### Problem details
Report every line of the data below that contains the string "woman". Case counts.

### Input material
★ ★ ★ ★ ★

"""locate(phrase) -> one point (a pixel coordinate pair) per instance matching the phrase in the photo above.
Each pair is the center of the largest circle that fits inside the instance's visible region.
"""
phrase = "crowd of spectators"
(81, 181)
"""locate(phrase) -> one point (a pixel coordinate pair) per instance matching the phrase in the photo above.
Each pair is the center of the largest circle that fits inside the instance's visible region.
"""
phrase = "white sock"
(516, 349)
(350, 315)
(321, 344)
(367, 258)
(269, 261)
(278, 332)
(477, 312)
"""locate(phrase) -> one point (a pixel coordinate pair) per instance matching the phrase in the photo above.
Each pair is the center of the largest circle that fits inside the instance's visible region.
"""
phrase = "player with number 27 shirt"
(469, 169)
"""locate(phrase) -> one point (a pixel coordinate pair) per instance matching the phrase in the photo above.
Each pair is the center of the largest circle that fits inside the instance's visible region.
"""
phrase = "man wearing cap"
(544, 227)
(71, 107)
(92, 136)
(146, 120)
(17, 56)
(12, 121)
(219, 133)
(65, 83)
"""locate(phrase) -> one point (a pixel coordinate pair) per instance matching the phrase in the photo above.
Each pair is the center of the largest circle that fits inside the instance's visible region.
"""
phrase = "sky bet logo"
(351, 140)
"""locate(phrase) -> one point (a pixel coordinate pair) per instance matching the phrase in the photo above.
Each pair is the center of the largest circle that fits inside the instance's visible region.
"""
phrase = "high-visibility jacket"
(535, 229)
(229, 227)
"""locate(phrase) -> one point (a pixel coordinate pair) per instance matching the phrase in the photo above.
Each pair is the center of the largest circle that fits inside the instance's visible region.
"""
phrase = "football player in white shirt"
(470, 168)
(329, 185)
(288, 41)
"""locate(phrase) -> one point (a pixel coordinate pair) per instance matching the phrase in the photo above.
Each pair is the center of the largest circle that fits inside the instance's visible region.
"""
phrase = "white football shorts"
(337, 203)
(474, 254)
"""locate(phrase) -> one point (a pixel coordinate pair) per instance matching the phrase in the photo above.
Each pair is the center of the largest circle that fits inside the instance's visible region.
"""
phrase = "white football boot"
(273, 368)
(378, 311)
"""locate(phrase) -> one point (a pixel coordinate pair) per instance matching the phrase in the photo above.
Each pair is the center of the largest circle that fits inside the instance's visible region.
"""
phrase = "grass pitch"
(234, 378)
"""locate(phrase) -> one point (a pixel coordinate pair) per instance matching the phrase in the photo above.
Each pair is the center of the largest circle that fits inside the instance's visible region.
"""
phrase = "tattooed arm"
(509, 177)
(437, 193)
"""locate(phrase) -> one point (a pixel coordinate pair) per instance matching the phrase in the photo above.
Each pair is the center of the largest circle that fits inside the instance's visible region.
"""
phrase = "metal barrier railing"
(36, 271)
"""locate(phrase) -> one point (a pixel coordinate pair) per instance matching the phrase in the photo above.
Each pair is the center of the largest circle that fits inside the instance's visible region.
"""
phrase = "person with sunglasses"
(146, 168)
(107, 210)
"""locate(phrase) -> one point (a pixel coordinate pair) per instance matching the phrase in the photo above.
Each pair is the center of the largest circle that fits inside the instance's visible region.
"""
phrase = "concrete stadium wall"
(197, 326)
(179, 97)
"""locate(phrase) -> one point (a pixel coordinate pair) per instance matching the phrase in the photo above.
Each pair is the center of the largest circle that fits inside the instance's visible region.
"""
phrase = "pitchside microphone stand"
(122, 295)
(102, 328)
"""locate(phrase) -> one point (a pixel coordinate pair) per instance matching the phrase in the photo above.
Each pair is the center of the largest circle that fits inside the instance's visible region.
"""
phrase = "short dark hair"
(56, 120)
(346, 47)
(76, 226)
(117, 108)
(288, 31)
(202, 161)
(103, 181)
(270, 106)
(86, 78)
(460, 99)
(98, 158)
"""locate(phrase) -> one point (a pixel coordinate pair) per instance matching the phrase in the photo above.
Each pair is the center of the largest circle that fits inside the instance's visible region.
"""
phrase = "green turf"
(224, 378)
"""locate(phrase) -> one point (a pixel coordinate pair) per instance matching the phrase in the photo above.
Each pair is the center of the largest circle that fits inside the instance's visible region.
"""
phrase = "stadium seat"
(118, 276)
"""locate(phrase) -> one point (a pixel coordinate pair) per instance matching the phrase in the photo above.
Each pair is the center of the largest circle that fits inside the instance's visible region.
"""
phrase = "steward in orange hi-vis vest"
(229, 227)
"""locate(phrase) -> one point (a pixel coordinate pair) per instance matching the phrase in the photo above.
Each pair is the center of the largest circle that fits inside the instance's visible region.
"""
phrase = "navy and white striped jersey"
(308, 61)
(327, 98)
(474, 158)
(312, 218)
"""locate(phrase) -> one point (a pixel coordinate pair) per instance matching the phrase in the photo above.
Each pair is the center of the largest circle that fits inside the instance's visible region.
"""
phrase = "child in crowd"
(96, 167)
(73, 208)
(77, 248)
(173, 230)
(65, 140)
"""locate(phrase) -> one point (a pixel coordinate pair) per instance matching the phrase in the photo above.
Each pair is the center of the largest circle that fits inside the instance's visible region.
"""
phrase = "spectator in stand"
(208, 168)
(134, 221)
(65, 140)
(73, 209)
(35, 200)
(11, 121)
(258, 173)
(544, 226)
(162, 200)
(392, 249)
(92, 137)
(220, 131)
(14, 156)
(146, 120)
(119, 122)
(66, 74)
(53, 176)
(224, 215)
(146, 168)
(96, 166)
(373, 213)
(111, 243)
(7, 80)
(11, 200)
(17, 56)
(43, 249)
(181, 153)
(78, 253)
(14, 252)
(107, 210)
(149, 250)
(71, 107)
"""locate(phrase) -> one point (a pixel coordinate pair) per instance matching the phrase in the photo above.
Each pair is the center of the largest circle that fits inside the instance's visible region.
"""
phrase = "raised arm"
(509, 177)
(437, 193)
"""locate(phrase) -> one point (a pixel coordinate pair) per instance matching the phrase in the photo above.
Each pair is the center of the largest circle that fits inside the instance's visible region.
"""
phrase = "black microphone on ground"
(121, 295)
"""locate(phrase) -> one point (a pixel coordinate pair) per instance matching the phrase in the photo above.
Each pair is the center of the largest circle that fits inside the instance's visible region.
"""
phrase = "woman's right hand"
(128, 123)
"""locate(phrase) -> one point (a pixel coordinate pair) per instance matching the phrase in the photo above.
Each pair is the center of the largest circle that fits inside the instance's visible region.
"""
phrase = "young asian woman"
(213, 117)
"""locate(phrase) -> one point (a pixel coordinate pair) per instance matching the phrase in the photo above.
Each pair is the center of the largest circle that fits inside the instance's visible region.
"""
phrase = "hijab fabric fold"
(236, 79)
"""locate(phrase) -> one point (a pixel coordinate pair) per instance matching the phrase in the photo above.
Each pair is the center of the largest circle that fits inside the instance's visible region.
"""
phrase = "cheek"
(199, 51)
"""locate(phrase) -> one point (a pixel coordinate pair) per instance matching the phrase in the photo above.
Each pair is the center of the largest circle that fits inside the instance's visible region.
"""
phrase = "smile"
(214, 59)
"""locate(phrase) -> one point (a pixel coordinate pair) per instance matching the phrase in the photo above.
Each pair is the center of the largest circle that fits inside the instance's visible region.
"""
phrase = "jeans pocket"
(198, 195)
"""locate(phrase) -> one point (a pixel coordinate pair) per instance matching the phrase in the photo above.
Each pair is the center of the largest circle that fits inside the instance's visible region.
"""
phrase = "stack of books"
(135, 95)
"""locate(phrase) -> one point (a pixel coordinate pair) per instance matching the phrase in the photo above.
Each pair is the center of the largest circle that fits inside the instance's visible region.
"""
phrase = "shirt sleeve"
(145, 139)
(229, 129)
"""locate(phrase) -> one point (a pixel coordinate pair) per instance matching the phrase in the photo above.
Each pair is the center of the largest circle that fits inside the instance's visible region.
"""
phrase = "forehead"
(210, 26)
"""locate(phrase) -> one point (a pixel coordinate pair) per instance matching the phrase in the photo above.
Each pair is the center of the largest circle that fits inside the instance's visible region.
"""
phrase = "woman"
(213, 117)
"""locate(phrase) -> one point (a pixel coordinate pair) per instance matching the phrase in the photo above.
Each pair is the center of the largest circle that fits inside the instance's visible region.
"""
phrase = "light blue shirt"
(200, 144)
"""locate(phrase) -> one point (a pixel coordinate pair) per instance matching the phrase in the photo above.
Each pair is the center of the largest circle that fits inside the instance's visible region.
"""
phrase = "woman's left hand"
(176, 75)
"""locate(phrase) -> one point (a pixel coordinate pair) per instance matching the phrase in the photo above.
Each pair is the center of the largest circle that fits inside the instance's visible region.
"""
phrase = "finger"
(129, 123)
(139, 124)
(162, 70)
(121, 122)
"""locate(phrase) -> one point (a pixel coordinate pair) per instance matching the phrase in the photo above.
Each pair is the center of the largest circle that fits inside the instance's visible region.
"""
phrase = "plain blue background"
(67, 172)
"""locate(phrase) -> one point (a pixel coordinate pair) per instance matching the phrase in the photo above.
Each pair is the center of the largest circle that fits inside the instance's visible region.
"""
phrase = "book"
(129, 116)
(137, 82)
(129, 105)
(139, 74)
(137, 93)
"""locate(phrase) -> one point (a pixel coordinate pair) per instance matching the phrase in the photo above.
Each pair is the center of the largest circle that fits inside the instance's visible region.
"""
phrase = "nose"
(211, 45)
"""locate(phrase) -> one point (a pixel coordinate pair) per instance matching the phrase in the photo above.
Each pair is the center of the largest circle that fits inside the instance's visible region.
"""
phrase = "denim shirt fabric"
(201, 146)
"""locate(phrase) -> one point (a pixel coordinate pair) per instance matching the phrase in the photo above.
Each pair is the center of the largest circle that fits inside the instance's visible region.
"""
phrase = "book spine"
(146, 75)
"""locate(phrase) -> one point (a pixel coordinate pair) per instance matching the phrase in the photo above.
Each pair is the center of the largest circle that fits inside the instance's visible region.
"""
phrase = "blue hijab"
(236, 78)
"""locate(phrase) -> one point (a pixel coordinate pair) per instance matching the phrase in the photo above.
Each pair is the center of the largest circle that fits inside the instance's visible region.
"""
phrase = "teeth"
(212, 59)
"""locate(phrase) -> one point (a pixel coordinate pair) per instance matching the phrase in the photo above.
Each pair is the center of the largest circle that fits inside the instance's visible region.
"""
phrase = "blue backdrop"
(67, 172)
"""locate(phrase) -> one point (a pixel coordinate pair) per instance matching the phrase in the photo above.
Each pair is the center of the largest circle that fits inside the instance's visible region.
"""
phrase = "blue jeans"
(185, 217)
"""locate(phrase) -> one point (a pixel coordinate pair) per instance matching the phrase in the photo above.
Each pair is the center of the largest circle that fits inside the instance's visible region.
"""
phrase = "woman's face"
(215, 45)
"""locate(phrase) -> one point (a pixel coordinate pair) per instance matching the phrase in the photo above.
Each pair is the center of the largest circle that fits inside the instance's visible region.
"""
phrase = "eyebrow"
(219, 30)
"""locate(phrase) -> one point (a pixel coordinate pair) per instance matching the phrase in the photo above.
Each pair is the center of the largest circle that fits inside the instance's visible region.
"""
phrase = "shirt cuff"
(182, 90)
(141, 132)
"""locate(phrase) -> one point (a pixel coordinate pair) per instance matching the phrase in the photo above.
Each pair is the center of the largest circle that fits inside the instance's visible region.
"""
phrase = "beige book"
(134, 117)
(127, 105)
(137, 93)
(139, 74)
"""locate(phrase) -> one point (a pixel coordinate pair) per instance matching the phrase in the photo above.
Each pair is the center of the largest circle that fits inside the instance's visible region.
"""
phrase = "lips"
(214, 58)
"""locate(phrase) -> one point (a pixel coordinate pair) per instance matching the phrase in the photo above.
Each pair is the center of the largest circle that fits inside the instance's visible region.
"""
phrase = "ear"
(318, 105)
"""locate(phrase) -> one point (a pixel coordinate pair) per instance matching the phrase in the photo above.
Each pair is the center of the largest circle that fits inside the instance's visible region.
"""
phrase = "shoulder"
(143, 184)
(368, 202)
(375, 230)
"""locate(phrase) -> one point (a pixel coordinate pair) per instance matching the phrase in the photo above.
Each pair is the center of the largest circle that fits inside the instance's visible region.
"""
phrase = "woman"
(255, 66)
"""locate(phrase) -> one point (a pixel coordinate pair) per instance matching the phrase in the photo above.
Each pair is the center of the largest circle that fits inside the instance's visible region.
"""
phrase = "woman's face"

★ ★ ★ ★ ★

### Answer
phrase = "woman's right hand"
phrase = "young asian woman"
phrase = "woman"
phrase = "woman's left hand"
phrase = "woman's face"
phrase = "woman"
phrase = "woman's face"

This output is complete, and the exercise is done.